- [ACTION ITEM] Each line from the opening of the records that follow to the line with "133, row 127." needs to be written out exactly. Add nothing.

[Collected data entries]
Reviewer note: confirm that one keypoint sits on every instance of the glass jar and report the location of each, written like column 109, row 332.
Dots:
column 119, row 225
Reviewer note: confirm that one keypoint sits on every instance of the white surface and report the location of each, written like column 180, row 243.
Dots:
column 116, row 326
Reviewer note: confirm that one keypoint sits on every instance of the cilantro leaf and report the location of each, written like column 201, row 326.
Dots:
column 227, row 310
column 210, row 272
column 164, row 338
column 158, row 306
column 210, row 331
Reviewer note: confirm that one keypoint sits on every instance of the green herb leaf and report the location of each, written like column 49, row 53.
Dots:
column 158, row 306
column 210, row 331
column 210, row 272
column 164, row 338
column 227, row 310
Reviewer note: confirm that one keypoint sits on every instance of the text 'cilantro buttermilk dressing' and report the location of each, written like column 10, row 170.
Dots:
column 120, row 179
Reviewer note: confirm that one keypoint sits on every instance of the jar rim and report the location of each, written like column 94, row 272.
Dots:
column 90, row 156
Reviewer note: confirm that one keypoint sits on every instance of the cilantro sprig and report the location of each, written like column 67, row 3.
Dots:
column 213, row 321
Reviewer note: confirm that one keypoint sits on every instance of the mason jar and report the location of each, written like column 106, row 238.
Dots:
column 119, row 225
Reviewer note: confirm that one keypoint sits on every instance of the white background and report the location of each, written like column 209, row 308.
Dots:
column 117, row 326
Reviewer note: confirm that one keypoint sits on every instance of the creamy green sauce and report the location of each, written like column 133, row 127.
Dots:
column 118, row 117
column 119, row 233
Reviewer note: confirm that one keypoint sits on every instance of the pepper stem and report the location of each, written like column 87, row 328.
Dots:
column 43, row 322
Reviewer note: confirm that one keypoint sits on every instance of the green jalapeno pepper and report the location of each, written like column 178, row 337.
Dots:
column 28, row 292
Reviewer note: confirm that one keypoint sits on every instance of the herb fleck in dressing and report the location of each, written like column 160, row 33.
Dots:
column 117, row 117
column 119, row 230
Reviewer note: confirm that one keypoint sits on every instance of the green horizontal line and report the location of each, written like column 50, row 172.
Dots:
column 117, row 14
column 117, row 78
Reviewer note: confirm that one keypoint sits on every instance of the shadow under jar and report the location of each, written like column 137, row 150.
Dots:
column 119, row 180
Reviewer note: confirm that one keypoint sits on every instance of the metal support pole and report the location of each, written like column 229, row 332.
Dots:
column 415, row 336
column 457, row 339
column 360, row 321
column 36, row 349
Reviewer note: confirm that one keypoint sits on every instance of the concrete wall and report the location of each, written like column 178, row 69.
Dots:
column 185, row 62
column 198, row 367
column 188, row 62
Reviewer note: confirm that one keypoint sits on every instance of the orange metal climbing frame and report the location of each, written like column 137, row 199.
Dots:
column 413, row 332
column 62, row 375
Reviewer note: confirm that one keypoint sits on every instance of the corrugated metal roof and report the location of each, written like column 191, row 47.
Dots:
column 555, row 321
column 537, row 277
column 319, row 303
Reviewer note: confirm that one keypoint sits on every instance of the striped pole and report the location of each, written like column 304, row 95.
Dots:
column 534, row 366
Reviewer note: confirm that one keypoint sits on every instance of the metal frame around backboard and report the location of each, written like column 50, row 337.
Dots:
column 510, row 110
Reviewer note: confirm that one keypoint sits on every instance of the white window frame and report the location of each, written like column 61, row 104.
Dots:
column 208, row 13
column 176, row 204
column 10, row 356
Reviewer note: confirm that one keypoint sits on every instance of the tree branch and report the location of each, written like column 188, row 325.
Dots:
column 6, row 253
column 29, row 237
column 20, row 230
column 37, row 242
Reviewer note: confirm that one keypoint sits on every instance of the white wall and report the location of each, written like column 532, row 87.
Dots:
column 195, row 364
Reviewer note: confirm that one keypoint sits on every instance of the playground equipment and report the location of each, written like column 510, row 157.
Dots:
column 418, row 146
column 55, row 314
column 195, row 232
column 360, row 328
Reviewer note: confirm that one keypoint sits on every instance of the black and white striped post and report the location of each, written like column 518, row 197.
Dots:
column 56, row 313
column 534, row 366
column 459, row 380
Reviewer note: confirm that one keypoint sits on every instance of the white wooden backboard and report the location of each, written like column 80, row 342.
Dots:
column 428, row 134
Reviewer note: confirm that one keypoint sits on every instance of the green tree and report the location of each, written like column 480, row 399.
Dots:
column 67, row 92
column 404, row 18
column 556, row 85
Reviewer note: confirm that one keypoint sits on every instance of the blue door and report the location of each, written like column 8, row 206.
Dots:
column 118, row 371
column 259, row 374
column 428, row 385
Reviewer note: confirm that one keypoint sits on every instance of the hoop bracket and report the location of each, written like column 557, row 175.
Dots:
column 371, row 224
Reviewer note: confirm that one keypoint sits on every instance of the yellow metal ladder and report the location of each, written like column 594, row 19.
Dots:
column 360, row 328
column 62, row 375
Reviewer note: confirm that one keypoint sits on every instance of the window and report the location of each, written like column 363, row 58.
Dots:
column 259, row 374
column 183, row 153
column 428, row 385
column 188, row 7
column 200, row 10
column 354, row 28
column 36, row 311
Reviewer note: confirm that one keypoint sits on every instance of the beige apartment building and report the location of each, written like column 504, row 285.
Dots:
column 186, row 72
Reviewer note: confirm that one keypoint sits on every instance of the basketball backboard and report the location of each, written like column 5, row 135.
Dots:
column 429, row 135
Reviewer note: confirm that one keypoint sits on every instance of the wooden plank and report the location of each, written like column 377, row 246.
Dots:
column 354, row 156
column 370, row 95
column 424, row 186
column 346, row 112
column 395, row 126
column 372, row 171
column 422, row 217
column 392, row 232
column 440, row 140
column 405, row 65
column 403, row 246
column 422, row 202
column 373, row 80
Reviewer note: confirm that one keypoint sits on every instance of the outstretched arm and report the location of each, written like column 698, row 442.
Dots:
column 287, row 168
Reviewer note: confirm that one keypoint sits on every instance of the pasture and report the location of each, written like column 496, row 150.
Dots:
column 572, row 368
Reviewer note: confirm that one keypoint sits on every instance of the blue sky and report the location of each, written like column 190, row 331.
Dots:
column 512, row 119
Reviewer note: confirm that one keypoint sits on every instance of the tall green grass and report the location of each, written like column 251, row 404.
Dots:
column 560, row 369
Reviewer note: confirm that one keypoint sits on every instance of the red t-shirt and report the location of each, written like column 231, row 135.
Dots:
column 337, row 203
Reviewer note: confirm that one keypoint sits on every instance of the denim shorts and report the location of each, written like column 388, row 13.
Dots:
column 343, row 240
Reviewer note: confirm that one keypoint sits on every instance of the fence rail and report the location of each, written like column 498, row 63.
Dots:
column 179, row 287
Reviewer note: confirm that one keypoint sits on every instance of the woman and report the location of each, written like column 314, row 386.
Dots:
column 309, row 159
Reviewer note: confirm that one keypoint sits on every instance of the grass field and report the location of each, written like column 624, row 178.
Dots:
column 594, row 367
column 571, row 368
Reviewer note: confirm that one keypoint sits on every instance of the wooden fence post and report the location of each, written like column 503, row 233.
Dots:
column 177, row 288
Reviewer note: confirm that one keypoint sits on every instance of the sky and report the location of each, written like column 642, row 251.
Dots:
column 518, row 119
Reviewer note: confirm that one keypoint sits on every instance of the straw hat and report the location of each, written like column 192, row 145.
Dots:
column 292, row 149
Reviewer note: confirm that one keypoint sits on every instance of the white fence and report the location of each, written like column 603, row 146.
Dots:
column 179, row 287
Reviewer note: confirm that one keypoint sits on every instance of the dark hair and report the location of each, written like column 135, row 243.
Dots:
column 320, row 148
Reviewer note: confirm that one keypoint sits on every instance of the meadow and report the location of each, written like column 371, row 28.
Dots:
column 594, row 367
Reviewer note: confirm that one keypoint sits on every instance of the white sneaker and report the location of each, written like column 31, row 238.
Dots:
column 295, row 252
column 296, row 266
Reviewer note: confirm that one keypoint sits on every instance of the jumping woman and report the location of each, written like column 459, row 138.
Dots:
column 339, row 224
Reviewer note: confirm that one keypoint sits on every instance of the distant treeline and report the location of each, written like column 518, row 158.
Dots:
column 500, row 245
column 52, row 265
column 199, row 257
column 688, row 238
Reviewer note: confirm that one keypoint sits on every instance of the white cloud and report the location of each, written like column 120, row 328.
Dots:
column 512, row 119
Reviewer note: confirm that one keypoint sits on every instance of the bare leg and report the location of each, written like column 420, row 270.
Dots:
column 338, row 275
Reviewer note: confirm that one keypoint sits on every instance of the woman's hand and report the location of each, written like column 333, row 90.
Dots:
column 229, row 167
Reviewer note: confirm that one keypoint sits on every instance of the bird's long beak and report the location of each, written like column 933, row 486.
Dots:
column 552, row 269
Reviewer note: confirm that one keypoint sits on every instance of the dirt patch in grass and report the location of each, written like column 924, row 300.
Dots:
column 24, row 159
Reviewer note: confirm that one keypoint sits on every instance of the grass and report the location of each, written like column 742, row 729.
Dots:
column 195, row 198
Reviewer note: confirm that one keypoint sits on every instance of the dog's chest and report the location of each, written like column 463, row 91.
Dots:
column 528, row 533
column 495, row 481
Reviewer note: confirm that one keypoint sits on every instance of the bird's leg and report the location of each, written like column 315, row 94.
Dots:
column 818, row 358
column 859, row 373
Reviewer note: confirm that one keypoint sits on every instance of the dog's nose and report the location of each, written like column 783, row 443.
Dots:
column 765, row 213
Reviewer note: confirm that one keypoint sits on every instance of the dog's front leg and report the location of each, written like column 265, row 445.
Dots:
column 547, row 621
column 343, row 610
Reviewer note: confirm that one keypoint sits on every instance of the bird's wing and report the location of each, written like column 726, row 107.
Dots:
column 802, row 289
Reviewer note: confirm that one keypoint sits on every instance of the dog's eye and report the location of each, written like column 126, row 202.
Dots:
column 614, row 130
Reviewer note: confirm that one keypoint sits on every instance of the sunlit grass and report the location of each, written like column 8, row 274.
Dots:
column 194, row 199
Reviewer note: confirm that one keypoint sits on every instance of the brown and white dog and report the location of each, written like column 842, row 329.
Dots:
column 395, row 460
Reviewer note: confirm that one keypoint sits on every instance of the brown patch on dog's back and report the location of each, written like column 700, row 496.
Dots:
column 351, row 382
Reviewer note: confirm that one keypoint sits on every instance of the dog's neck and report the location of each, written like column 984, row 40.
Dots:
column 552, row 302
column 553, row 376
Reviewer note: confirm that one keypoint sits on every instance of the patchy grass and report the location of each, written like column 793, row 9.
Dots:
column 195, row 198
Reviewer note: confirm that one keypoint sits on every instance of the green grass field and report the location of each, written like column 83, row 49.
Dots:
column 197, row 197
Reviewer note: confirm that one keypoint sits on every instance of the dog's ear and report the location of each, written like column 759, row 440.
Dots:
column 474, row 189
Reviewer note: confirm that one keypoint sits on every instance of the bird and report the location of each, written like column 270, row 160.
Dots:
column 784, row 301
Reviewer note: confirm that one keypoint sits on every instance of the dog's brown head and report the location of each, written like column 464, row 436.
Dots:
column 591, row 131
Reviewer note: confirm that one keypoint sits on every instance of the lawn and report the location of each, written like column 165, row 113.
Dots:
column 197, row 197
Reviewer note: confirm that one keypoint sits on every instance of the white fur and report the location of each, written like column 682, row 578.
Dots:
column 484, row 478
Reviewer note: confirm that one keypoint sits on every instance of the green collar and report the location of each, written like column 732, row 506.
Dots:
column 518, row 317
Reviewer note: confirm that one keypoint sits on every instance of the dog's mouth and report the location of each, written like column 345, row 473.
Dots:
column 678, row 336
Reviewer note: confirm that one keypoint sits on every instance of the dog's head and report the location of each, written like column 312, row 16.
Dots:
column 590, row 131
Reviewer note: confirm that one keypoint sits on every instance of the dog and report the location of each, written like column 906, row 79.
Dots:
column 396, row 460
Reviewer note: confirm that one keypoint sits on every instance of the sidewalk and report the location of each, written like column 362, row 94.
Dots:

- [YOUR RESPONSE]
Reviewer note: confirm that one keypoint sits on every instance of the glass jar and report the location of each, written like column 109, row 332.
Dots:
column 119, row 225
Reviewer note: confirm that one keypoint sits on every instance of the white surface and report the location of each, written like column 180, row 243.
Dots:
column 116, row 326
Reviewer note: confirm that one keypoint sits on every instance of the cilantro leaf and report the location of each, written like column 201, row 326.
Dots:
column 227, row 310
column 210, row 272
column 164, row 338
column 158, row 306
column 210, row 331
Reviewer note: confirm that one keypoint sits on every instance of the green herb leaf and report the location of each, written like column 49, row 53.
Dots:
column 158, row 306
column 210, row 331
column 210, row 272
column 164, row 338
column 227, row 310
Reviewer note: confirm that one keypoint sits on every instance of the text 'cilantro buttermilk dressing' and report the location of each, written like column 10, row 170.
Dots:
column 120, row 179
Reviewer note: confirm that one keypoint sits on every instance of the jar rim and report the location of each, written like column 94, row 272.
Dots:
column 90, row 156
Reviewer note: confirm that one keypoint sits on every instance of the cilantro sprig and report the location of each, written like column 67, row 3.
Dots:
column 213, row 321
Reviewer note: confirm that one keypoint sits on every instance of the mason jar and report the location of each, written like column 106, row 238.
Dots:
column 119, row 225
Reviewer note: confirm that one keypoint sits on every instance of the white background and report the location of each, written like column 209, row 308.
Dots:
column 117, row 326
Reviewer note: confirm that one keypoint sits on every instance of the creamy green sauce and report the location of each, written like column 133, row 127.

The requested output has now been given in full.